(Task brief):
Put the part of the records that starts with the line containing "Can you see the gray shingle" and ends with the line containing "(1088, 539)" into a JSON list of strings, with one string per line and no blank lines. Include both of those lines and nothing outside that part.

(Provided data):
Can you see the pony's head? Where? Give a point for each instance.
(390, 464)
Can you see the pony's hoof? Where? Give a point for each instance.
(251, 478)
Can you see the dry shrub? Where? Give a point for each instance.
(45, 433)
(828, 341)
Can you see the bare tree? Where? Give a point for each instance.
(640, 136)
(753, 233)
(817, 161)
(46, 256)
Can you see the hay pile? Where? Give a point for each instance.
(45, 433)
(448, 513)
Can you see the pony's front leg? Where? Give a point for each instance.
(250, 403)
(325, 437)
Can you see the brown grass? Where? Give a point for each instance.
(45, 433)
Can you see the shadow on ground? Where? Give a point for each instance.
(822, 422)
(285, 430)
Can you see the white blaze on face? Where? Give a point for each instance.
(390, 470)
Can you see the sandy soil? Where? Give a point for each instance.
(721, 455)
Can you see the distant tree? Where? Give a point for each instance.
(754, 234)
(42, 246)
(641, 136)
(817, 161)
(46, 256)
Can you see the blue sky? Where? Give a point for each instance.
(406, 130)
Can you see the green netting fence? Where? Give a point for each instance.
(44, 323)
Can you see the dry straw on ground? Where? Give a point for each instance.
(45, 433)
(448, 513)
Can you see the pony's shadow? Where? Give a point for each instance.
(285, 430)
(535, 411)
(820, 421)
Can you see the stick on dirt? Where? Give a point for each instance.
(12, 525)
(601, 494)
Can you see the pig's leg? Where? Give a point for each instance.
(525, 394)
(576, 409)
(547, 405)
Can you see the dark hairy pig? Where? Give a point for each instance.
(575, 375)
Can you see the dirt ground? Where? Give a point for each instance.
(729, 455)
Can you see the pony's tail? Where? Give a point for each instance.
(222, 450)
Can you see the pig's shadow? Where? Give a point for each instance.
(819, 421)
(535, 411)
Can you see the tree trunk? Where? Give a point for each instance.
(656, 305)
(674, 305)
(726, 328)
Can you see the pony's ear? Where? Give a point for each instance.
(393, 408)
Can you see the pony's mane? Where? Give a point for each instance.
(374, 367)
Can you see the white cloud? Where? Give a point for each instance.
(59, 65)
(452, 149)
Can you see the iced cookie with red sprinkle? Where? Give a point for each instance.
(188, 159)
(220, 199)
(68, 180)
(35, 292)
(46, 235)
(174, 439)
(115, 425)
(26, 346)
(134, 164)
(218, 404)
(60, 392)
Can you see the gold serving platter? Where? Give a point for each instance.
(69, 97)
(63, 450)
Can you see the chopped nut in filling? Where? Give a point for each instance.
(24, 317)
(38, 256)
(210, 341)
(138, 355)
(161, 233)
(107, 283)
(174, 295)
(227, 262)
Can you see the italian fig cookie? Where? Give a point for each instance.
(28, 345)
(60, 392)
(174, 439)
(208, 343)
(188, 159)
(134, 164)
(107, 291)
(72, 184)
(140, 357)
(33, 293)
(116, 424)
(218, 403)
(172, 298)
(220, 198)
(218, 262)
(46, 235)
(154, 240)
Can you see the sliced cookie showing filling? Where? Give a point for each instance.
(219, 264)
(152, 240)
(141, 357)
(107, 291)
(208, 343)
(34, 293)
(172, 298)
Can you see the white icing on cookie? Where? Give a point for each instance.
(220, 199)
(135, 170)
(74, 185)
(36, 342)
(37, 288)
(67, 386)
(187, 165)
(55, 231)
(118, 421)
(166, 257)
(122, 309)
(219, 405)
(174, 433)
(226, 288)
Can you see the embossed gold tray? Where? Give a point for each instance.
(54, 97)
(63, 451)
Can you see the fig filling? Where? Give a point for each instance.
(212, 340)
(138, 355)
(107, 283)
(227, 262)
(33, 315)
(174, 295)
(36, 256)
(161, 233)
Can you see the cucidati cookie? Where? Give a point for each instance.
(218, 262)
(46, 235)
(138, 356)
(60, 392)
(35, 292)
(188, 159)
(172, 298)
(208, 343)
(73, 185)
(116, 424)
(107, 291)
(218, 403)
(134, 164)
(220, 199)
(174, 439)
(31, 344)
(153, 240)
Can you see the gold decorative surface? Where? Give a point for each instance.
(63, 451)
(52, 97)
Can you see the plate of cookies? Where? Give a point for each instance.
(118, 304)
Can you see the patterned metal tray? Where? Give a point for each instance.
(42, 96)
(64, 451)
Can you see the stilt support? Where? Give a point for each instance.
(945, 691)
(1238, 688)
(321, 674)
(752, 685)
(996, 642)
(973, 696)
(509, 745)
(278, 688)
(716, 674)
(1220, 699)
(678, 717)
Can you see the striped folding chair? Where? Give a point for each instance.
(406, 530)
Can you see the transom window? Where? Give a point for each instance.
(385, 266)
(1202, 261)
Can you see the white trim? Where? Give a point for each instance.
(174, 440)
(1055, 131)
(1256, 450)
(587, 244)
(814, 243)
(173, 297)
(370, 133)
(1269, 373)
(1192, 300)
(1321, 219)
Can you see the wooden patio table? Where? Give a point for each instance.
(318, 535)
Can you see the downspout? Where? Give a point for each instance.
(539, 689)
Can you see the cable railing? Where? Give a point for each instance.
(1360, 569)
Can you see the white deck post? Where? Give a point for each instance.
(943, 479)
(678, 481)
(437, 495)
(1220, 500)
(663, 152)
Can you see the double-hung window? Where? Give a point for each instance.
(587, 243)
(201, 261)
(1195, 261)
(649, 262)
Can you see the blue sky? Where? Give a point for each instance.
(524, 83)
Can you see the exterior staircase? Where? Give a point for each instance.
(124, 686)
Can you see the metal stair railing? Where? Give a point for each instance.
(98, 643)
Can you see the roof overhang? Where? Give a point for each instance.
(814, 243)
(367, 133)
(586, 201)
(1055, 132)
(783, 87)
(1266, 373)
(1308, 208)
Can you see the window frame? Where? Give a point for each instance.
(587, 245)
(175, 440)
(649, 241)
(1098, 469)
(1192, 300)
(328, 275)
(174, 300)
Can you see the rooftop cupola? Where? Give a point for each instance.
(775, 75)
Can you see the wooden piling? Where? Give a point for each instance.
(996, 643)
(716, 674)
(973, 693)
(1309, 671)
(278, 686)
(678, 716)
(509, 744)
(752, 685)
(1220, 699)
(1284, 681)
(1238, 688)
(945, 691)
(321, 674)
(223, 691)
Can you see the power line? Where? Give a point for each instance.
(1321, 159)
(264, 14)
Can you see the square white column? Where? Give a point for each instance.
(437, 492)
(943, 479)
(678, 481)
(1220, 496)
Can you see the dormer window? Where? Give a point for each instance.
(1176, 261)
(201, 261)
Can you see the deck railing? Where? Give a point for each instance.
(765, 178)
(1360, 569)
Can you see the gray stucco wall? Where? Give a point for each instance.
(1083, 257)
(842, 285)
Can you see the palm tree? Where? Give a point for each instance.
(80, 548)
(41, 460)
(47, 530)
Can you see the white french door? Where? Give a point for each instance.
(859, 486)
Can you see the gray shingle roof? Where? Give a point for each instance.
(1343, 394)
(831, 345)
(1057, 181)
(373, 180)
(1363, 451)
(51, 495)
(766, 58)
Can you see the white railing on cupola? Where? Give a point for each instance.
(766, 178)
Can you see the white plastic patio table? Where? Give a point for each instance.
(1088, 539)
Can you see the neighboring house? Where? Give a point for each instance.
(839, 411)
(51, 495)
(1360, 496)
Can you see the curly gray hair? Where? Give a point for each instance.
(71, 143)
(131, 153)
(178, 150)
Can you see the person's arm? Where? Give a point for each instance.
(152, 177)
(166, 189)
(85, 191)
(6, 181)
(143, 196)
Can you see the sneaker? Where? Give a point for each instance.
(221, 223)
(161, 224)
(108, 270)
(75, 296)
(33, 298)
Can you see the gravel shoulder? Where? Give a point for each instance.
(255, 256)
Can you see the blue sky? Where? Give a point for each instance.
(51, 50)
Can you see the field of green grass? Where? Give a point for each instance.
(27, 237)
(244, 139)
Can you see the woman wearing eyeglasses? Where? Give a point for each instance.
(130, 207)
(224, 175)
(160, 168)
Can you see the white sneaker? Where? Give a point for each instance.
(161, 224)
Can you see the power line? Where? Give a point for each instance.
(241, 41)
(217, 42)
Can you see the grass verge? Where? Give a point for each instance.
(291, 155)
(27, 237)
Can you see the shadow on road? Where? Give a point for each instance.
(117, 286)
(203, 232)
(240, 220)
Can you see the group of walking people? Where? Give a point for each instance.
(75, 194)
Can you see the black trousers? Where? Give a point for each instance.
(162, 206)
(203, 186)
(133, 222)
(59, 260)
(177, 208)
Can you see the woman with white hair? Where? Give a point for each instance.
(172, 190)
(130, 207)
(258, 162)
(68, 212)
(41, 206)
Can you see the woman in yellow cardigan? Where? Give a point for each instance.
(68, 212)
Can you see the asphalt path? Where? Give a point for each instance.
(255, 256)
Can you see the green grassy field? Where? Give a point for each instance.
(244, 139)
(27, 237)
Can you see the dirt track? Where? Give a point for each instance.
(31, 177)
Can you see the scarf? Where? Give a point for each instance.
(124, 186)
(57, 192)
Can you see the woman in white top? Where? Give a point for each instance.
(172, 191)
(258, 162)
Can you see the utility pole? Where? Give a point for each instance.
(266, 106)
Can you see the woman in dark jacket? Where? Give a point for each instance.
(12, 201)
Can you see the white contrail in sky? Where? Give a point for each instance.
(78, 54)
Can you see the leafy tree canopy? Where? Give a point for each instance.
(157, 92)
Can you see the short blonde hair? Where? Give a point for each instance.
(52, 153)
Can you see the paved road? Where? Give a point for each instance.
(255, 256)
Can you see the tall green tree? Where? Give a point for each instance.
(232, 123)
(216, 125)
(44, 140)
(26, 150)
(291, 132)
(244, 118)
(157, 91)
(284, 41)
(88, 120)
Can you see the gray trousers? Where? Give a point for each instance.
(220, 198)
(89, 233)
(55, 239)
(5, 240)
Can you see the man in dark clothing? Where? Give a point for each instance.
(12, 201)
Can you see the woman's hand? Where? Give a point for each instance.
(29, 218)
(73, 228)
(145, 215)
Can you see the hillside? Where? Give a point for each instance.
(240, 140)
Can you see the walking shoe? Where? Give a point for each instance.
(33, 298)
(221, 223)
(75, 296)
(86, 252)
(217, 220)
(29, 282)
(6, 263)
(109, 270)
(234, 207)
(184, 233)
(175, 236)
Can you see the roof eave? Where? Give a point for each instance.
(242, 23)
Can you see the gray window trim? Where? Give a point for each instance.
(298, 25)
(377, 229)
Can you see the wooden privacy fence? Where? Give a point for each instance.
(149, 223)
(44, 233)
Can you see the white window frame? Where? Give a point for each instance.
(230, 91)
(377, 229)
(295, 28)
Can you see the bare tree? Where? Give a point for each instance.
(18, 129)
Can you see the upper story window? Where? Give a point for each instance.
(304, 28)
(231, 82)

(The output):
[
  "Can you see the gray shingle roof? Where? Give a point for each instance.",
  "(1343, 394)",
  "(831, 345)",
  "(1057, 181)",
  "(373, 180)",
  "(1363, 451)",
  "(51, 495)",
  "(766, 58)",
  "Can you see the white railing on cupola? Where? Give a point for each instance.",
  "(766, 178)",
  "Can you see the white plastic patio table? Where? Give a point for each instance.",
  "(1088, 539)"
]